* **WHAT IS BEING ASKED**
Select every line of the data below that contains the string "This" and copy it out in full. The match is case-sensitive.
** START **
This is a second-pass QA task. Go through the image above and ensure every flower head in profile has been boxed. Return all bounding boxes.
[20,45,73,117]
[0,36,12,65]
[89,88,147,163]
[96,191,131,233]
** END **
* **WRITTEN RESPONSE**
This is a second-pass QA task. Go through the image above and ensure every flower head in profile has been boxed. Return all bounding boxes.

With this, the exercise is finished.